__WHAT TO WORK ON__
Please list every line in the material below that contains the word "person". Case counts, so a match must have the same capital and small letters.

──────── PROVIDED MATERIAL ────────

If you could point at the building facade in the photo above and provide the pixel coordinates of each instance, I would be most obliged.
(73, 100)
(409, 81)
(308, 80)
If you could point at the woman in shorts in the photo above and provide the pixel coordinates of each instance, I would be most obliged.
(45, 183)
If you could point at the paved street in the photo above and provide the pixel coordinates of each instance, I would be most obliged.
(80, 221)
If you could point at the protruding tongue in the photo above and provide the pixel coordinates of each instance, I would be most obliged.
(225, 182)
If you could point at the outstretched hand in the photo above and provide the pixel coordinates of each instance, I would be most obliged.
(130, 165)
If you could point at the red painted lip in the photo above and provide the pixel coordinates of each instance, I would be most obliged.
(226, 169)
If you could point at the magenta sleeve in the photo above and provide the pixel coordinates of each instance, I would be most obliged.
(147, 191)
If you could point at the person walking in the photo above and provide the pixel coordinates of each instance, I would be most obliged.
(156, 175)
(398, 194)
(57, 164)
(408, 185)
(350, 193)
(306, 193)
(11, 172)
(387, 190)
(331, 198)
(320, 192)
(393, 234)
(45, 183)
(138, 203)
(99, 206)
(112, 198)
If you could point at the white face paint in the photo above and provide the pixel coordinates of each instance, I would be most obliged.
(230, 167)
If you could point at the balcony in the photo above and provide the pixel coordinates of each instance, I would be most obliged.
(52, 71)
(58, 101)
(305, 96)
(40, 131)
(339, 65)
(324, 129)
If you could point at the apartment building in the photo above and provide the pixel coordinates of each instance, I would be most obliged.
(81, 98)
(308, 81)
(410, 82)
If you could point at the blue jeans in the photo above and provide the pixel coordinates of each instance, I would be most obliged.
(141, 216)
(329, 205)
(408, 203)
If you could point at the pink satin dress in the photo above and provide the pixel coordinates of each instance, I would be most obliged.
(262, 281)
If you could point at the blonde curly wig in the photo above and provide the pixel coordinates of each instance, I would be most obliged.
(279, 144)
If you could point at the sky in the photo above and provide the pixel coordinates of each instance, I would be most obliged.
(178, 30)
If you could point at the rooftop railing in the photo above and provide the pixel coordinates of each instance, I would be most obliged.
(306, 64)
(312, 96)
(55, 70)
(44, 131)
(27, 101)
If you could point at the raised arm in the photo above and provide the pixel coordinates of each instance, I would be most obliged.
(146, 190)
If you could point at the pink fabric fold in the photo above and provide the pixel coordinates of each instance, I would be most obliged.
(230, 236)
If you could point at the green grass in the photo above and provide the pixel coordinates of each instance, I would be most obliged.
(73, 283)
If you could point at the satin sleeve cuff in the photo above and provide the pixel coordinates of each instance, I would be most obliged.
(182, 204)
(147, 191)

────────
──────── PROVIDED MATERIAL ────────

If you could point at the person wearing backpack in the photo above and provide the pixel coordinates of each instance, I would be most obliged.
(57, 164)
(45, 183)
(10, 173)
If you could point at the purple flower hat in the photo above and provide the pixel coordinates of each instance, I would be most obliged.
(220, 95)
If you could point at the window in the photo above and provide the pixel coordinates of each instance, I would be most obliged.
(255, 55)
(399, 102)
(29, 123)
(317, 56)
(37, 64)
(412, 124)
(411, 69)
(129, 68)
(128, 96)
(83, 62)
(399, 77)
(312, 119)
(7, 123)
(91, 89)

────────

__SOLVED PROBLEM__
If you could point at the person walking in the photo above and provide the pixel coordinates of each instance, I would be most obliged.
If you could point at the person wearing backpack in the photo above and provide the pixel coordinates of each instance, I would be most obliged.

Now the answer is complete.